Can you reproduce every one of the lines below, character for character?

__Segmentation mask data__.
━━━
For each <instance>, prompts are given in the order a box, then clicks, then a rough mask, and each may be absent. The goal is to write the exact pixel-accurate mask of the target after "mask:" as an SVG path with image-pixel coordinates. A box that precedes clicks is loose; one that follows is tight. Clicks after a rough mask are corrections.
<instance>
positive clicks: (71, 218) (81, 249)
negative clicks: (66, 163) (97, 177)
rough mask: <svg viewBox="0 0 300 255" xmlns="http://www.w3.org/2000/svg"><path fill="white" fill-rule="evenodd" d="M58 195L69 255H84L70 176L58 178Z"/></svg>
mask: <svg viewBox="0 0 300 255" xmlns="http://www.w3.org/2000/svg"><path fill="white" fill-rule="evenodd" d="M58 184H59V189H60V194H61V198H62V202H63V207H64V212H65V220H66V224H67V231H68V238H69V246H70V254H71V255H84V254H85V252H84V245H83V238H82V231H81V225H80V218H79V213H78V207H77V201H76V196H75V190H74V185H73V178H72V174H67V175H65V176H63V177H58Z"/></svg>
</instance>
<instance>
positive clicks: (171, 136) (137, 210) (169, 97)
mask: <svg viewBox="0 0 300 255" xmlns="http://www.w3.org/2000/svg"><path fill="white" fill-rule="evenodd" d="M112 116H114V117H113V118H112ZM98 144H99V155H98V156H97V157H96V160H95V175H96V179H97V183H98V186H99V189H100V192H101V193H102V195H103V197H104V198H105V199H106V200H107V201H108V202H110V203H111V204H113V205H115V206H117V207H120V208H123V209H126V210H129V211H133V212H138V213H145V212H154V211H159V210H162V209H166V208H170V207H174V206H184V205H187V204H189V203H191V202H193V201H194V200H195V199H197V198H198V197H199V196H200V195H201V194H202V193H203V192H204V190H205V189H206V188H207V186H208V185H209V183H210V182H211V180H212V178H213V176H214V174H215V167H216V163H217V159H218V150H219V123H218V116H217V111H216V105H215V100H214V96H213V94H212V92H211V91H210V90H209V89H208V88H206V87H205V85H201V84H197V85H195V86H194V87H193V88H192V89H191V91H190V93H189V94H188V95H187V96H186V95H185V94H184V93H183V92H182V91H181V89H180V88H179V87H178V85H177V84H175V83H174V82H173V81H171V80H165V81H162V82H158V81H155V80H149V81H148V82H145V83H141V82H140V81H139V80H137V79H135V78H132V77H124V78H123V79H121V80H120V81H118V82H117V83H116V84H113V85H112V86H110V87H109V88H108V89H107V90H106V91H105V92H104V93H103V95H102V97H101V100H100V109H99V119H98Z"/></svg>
━━━
__Answer section__.
For each <instance>, prompts are given in the order a box, then clicks, then a rough mask, and each may be absent. The goal is to write the exact pixel-accurate mask of the target after "mask:" as an SVG path with image-pixel coordinates. A box that precedes clicks is loose; one that follows is tight. Clicks after a rough mask are corrections.
<instance>
positive clicks: (71, 218) (81, 249)
negative clicks: (66, 163) (97, 177)
rough mask: <svg viewBox="0 0 300 255" xmlns="http://www.w3.org/2000/svg"><path fill="white" fill-rule="evenodd" d="M58 195L69 255H84L70 176L58 178Z"/></svg>
mask: <svg viewBox="0 0 300 255" xmlns="http://www.w3.org/2000/svg"><path fill="white" fill-rule="evenodd" d="M58 184H59V189H60V194H61V198H62V202H63V207H64V212H65V220H66V224H67V231H68V238H69V246H70V254H71V255H84V254H85V252H84V245H83V238H82V231H81V225H80V218H79V213H78V207H77V201H76V196H75V190H74V185H73V178H72V174H67V175H65V176H63V177H58Z"/></svg>
</instance>
<instance>
positive clicks: (171, 136) (137, 210) (169, 97)
mask: <svg viewBox="0 0 300 255" xmlns="http://www.w3.org/2000/svg"><path fill="white" fill-rule="evenodd" d="M112 116H114V117H113V118H112ZM98 144H99V155H98V156H97V157H96V160H95V175H96V179H97V183H98V186H99V189H100V192H101V193H102V195H103V197H104V198H105V199H106V200H107V201H108V202H110V203H111V204H113V205H115V206H117V207H120V208H123V209H126V210H129V211H133V212H138V213H145V212H154V211H159V210H162V209H166V208H170V207H174V206H184V205H187V204H189V203H191V202H193V201H194V200H195V199H197V198H198V197H199V196H200V195H201V194H202V193H203V192H204V190H205V189H206V188H207V186H208V185H209V183H210V182H211V180H212V178H213V176H214V174H215V167H216V163H217V159H218V150H219V123H218V116H217V111H216V105H215V100H214V96H213V94H212V92H211V91H210V90H209V89H208V88H206V87H205V85H201V84H197V85H195V86H194V87H193V88H192V89H191V91H190V93H189V94H188V95H187V96H186V95H185V94H184V93H183V92H182V91H181V89H180V88H179V87H178V85H177V84H175V83H174V82H173V81H171V80H165V81H162V82H158V81H155V80H149V81H148V82H145V83H141V82H140V81H139V80H137V79H135V78H132V77H124V78H123V79H121V80H120V81H118V82H117V83H116V84H113V85H112V86H110V87H109V88H108V89H107V90H106V91H105V92H104V93H103V95H102V97H101V100H100V109H99V119H98Z"/></svg>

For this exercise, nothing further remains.